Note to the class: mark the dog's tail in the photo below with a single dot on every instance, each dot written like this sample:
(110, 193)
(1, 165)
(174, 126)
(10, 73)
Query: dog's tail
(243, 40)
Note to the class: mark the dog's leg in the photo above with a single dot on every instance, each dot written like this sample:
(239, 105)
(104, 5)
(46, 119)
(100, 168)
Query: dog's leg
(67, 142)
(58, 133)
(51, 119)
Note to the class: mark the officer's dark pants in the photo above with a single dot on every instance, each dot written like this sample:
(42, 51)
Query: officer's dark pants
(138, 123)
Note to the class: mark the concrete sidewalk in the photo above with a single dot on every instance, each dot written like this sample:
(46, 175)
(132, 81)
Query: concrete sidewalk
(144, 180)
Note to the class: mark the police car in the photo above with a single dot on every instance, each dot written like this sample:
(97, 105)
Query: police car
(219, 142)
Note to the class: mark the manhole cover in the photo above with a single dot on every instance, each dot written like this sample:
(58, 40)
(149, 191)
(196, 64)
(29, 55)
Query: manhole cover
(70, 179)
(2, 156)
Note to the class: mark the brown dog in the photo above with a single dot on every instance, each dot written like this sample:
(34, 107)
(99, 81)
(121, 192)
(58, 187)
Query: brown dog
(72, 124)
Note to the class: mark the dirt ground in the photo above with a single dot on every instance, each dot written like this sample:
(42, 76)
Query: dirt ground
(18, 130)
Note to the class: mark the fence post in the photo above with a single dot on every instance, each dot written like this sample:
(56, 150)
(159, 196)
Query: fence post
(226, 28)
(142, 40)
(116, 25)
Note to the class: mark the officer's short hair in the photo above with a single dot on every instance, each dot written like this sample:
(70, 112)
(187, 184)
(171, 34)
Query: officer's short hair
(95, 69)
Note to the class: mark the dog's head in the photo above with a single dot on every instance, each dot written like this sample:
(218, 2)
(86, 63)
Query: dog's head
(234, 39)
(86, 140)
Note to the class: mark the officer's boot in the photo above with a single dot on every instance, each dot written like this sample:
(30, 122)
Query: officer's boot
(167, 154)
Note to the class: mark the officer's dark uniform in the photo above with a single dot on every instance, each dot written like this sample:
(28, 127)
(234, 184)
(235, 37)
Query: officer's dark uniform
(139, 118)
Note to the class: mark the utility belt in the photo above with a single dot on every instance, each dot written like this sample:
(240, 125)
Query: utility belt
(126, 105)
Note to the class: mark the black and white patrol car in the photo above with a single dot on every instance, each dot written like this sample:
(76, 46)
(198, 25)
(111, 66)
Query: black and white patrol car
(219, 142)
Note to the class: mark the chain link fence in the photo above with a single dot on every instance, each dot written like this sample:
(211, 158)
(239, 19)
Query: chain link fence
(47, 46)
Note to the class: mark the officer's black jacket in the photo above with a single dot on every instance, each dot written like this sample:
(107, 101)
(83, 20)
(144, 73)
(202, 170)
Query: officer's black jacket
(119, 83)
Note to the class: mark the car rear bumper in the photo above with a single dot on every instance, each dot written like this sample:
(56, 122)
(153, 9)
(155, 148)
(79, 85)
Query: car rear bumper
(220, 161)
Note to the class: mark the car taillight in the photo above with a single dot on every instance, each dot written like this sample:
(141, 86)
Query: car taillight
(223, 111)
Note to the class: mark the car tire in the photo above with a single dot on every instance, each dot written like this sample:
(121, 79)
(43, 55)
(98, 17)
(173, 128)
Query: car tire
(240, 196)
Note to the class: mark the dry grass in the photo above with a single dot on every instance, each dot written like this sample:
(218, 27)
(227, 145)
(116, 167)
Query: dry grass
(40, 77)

### What is needed
Give a word-for-word restatement of every record.

### Response to this task
Note to the class: mark the dog's tail in the photo below with a single dot on every instance, each dot written like this sample:
(110, 193)
(1, 165)
(174, 126)
(10, 73)
Query: dog's tail
(243, 40)
Note to the class: mark the dog's leg in the photo above with a single dot on every instance, each dot written like this sample:
(239, 105)
(104, 5)
(46, 119)
(100, 168)
Query: dog's leg
(67, 142)
(58, 133)
(51, 119)
Note to the class: mark the officer's dark pants in the photo above with a single dot on every instance, each dot written like this sample:
(42, 51)
Query: officer's dark pants
(138, 123)
Note to the class: mark the concrete sidewalk in the photo above with a single dot on every instance, each dot written like this sample:
(46, 175)
(132, 81)
Query: concrete sidewalk
(144, 180)
Note to the class: mark the police car in the photo above with a single dot on every instance, each dot written like this sample:
(97, 105)
Query: police car
(219, 142)
Note to the class: mark the manhole cover in the photo above with a single dot on every instance, each dot written like this sample:
(58, 40)
(149, 191)
(196, 64)
(29, 55)
Query: manhole cover
(70, 179)
(2, 156)
Note to the class: mark the brown dog in the photo above with a single dot on every instance, each dot written like this sample:
(34, 107)
(99, 81)
(121, 192)
(58, 187)
Query: brown dog
(72, 124)
Note to the class: mark the dirt ground in the photo above with a single dot on every instance, each dot written like this sample:
(42, 76)
Query: dirt ground
(18, 130)
Note to the class: mark the fence post in the photo above with a single dot on every instance, each dot written like this sample:
(56, 150)
(159, 196)
Query: fence post
(226, 28)
(142, 40)
(116, 25)
Note to the class: mark the officer's short hair in the photo above with a single dot on every instance, each dot written like this sample:
(70, 112)
(187, 184)
(171, 34)
Query: officer's short hair
(95, 69)
Note to the class: mark the dog's head in the photo above with a single dot on every instance, each dot written like this sample:
(218, 2)
(86, 63)
Query: dog's head
(234, 39)
(86, 140)
Note to the class: mark the officer's boot in the photo above with a single dot on every instance, each dot written like this sample:
(30, 122)
Query: officer's boot
(167, 154)
Note to the class: mark the officer's dark uniform in the photo above with a single dot on every instance, each dot written like this sample:
(28, 127)
(234, 184)
(235, 37)
Query: officer's dark uniform
(139, 118)
Note to the class: mark the utility belt in the photo above with a single dot on every instance, each dot written like this sample:
(240, 125)
Query: utility belt
(126, 105)
Note to the class: mark the black and white patrol car in the photo above with a single dot on every instance, each dot written like this sample:
(76, 46)
(198, 25)
(111, 66)
Query: black and white patrol car
(219, 142)
Note to the class: mark the chain link fence in the photo above with a single dot on every instance, each dot written like this sample:
(211, 158)
(239, 19)
Query: chain link fence
(47, 46)
Note to the class: mark the officer's black jacket in the photo above with a single dot on every instance, each dot written like this sample:
(107, 101)
(83, 20)
(144, 73)
(202, 170)
Query: officer's black jacket
(119, 83)
Note to the class: mark the car rear bumper in the photo above with a single dot on every instance, each dot written like this sample:
(56, 122)
(153, 9)
(155, 148)
(79, 85)
Query: car rear bumper
(220, 161)
Note to the class: mark the car taillight in the photo above with a single dot on every instance, each dot written like this sample:
(141, 86)
Query: car taillight
(223, 111)
Note to the class: mark the car tire in the photo above with a single dot on every instance, each dot written like this sample:
(121, 79)
(43, 55)
(98, 17)
(173, 128)
Query: car tire
(240, 196)
Note to the class: mark the dry grass in the photo above with a single dot on every instance, each dot written like this sample:
(218, 27)
(227, 145)
(116, 167)
Query: dry grass
(40, 77)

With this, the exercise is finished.